◆ Prompt ◆
In the subway extension excerpt below, condense the paragraph beginning "Installing power to the new extension is underway" into a short bulleted list that keeps its main facts.

◆ Page excerpt ◆
The first subway systems work involved installing 17.4 kilometres of double track in the stations and tunnels. Four sections of special track work, including crossovers and a pocket track allowing trains to park off the main line underground, have been installed in the tunnels. This project milestone was completed in the spring of 2016.

Four massive ventilation fans are installed in each of the six new stations. Fan shown below is located at Downsview Park Station.

Photo of ventilation fans.

Special track work showing triple track structure and pocket track north of Finch Avenue West and under Keele Street.

Photo of special track work.

Power Systems and Substations

Installing power to the new extension is underway. Four power substations will provide electricity to the stations and tunnels for traction power (used to operate trains), lighting, ventilation, escalators, elevators, and fare equipment, among other station systems. Three of four substations are now powered-up at Downsview Park, Pioneer Village and Vaughan Metropolitan Centre (VMC) stations, providing permanent power supply to five of six stations. The fourth substation is under construction and is located on the second floor of the Finch West Station TTC Bus Terminal. Toronto Hydro (in Toronto) and Powerstream (in York Region) provide two redundant power supplies to each substation. The power is reduced to 600 VDC (volts direct current) to supply the power to the subway trains by way of the contact rail.

Power substation at Downsview Park Station.

Photo of Downsview Park Substation.

Power substation at Pioneer Village Station.

Photo of Pioneer Village Substation

Power substation at VMC Station.

Photo of VMC Substation.

Finch West Station TTC bus terminal. Power substation is located on the upper level, above the bus terminal.

Photo of Finch West Station Bus Terminal.


Thousands of metres of fibre-optic cable are now installed in the tunnels and stations to provide the backbone for connecting with the TTC’s various subway communication systems. Connections for SCADA (Supervisory Control and Data Acquisition), fire, IT network, radio, public address systems, passenger assistance intercoms, and closed circuit television. Additional antennae and radiating cable are being installed for tunnel and station Wi-Fi so that future subway passengers will be able to use their mobile phones and the internet.

A two-way radio communication system is being installed between the stations and tunnels and TTC Transit Control to provide radio communications for running subway trains, as well as emergency radio services for police, fire and ambulance for both Toronto and York Region. Radio coverage is now operational from TTC Transit Control through the Downsview Station (to be renamed Sheppard West) to the new Downsview Park Station. Stations along the TYSSE will be connected progressively so that all stations to the end of the line at VMC Station will be connected to TTC Transit Control.

Installation of fibre-optic cable in the tunnels.

Photo of cable installation.

Traction power contact rail and negative return cable installation.

Photo of track and tunnel.

Automatic Train Control (ATC) Signal System

The ATC is a modern signalling system that uses Communication Based Train Control (CBTC) that allows for the exact position of the train to be known, which increases subway system capacity and passenger safety. About 60 per cent of the equipment required to run the signals in the tunnels and stations is already installed in the TYSSE tunnels.

◆ Raw data ◆
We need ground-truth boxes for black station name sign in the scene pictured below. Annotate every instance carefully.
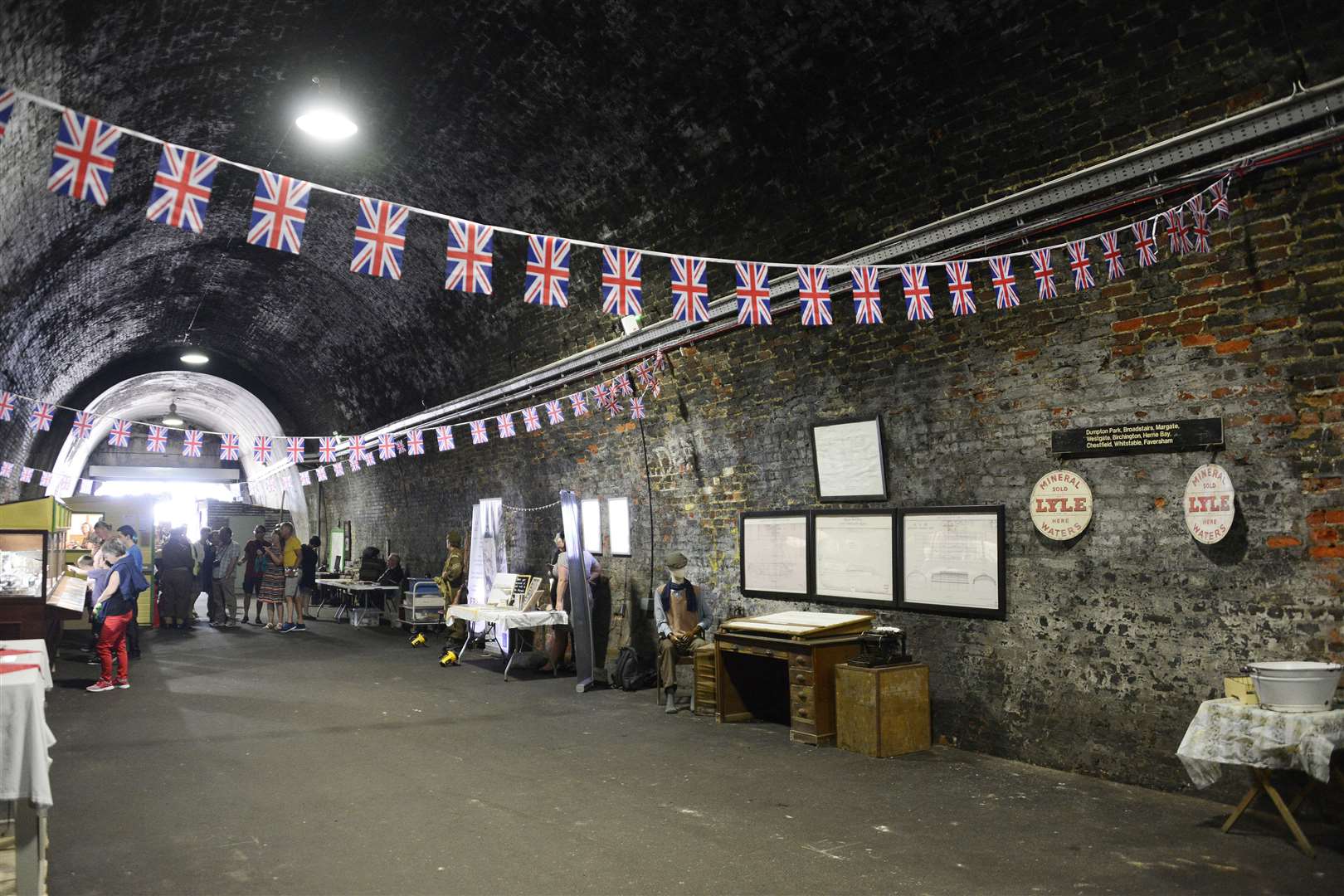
[1049,416,1223,457]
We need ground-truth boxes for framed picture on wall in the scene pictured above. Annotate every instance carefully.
[811,509,898,610]
[897,504,1008,619]
[738,510,811,601]
[811,414,887,503]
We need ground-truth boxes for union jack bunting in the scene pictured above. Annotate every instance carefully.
[108,421,130,447]
[1129,221,1157,267]
[444,217,494,295]
[850,267,882,324]
[317,436,340,464]
[349,196,411,280]
[989,256,1019,310]
[28,402,56,432]
[734,262,774,326]
[70,411,94,439]
[1069,239,1097,293]
[247,171,313,256]
[900,265,933,321]
[47,109,121,206]
[1031,249,1059,298]
[602,246,644,317]
[145,423,168,454]
[0,87,15,139]
[672,256,709,324]
[523,236,570,308]
[943,262,976,317]
[145,144,219,234]
[798,266,835,326]
[1101,230,1125,280]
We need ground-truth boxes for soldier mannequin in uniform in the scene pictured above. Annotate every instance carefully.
[653,551,709,714]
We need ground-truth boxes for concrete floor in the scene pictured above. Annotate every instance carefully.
[48,622,1344,894]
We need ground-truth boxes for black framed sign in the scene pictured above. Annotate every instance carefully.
[897,504,1008,619]
[811,509,899,610]
[738,510,811,601]
[811,414,887,501]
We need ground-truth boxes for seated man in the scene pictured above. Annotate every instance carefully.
[653,551,709,714]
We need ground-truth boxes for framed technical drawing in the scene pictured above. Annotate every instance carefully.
[897,504,1008,619]
[811,510,898,610]
[811,414,887,501]
[738,510,811,601]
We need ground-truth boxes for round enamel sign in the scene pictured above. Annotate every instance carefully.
[1031,470,1091,542]
[1186,464,1236,544]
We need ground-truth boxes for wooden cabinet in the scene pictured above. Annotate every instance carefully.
[835,662,930,757]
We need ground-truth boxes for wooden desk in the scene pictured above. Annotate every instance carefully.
[713,629,859,747]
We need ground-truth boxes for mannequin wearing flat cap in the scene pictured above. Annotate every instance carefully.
[653,551,709,713]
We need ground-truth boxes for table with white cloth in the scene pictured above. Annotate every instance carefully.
[1176,697,1344,855]
[0,640,56,896]
[447,603,570,681]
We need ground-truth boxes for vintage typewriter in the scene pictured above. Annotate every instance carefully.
[850,626,914,669]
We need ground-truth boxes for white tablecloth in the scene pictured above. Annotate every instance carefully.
[1176,697,1344,787]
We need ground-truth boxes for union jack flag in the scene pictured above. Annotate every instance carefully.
[444,217,494,295]
[108,421,130,447]
[47,109,121,206]
[145,423,168,454]
[145,144,219,234]
[850,267,882,324]
[1031,249,1059,298]
[349,196,411,280]
[798,266,835,326]
[1130,221,1157,267]
[0,87,15,139]
[989,256,1017,310]
[1101,230,1125,280]
[1069,239,1097,293]
[602,246,644,317]
[523,236,570,308]
[672,256,709,324]
[734,262,774,326]
[943,262,976,317]
[247,171,313,256]
[900,265,933,321]
[70,411,94,439]
[28,402,56,432]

◆ Solution ◆
- Power installation for the new extension is underway.
- Four substations will supply electricity to the stations and tunnels. The power runs trains, lighting, ventilation, escalators, elevators, fare equipment and other station systems.
- Three substations are powered up, at Downsview Park, Pioneer Village and Vaughan Metropolitan Centre (VMC) stations. They give permanent power to five of the six stations.
- The fourth substation is under construction on the second floor of the Finch West Station TTC Bus Terminal.
- Toronto Hydro (in Toronto) and Powerstream (in York Region) provide two redundant power supplies to each substation.
- Power is reduced to 600 VDC and reaches the trains through the contact rail.